▶ Work instructions
Extract the lines of the entries below exactly, beginning at the line that contains "Where can you find the white bone" and stopping after the last line of the entries. Leave the pictures out of your copy.

(Location identification items)

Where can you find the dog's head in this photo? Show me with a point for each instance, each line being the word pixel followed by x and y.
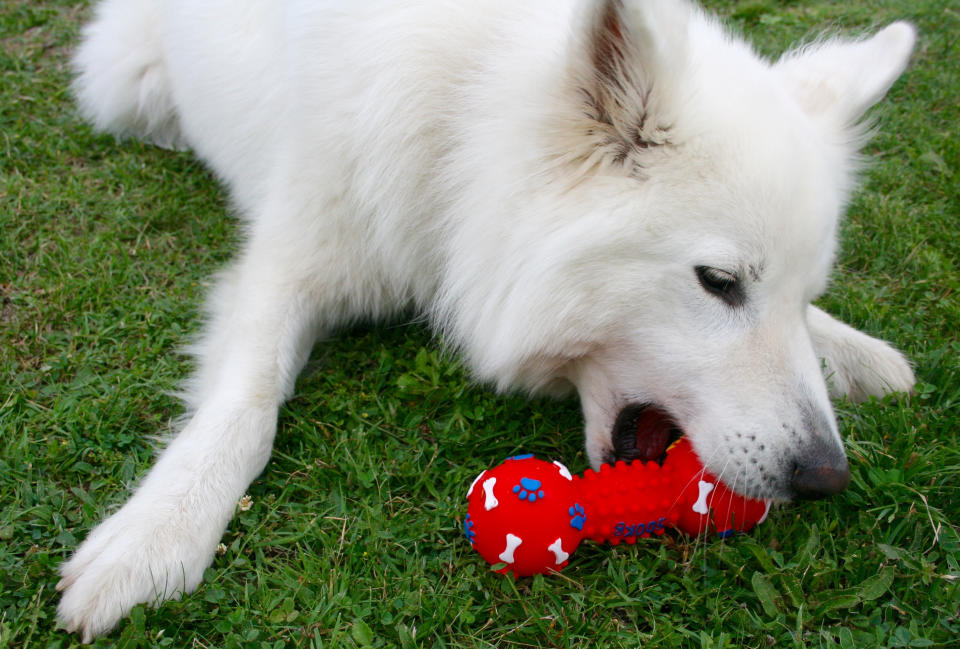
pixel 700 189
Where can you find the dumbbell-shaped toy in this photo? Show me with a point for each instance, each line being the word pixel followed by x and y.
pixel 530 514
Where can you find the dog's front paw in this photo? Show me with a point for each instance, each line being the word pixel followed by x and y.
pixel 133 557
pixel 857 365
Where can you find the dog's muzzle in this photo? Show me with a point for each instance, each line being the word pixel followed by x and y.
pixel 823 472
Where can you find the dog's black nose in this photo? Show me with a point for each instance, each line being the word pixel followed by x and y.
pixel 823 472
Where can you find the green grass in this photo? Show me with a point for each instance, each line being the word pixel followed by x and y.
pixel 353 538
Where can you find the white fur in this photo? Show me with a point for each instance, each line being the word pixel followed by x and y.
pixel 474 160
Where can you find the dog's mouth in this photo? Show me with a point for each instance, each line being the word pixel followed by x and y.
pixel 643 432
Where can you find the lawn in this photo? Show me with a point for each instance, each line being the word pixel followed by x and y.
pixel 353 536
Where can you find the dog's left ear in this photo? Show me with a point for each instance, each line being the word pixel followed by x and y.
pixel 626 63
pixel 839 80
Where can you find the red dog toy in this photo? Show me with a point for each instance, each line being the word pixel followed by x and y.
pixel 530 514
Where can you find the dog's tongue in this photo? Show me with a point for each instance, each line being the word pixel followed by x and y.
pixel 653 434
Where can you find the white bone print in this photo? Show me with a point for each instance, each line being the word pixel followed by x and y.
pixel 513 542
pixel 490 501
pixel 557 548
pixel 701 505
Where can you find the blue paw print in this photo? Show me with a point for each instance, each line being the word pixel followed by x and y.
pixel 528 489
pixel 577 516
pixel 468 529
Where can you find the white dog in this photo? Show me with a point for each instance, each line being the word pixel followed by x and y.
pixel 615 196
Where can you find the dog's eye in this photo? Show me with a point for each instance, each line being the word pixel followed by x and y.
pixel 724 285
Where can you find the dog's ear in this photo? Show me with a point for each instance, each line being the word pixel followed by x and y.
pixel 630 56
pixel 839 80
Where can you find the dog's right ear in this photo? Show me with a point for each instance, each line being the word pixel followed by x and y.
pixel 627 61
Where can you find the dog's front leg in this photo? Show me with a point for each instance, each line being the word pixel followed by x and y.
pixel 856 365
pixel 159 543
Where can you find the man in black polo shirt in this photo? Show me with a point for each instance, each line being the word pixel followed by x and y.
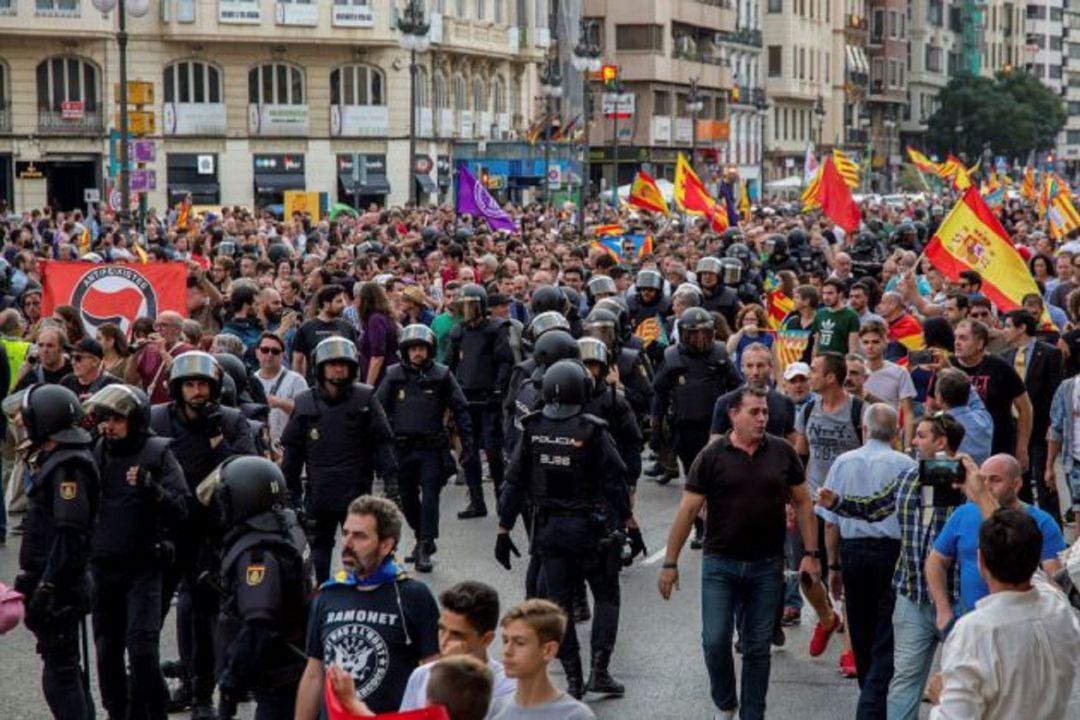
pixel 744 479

▶ Reply to the exercise
Where can you find the white bone print in this photo? Show me with a point for each instance, each line being the word pixel followed by x and y.
pixel 513 542
pixel 490 501
pixel 557 548
pixel 701 505
Where can you find the blue paw print in this photo? Show me with a point for each instance, each line being the word pixel followed by x and y.
pixel 528 489
pixel 577 516
pixel 468 529
Where can you find the white dog in this photo? Show me with a point for each instance, each line being the word pixel followed by x and y.
pixel 615 196
Where can you find the dog's eye in this photo? Show me with a point for each instance, each line being the word pixel followed by x and y.
pixel 724 285
Where can you find the dog's ear in this photo? Show me with a point for each instance, each line being the word pixel followed by x and y.
pixel 630 56
pixel 839 80
Where can you find the dog's right ear in this photo? Show me with a point for each instance, each line being the word pixel followed by x and y.
pixel 627 61
Where can you find the dog's front leg in this photo? Show me with a point for each instance, each line being the word pixel followed by x and y.
pixel 856 365
pixel 159 543
Where can you find the man in black polo shirt in this photo? Show me with a point for each instance, each line being the word pixel followed by x and y.
pixel 744 479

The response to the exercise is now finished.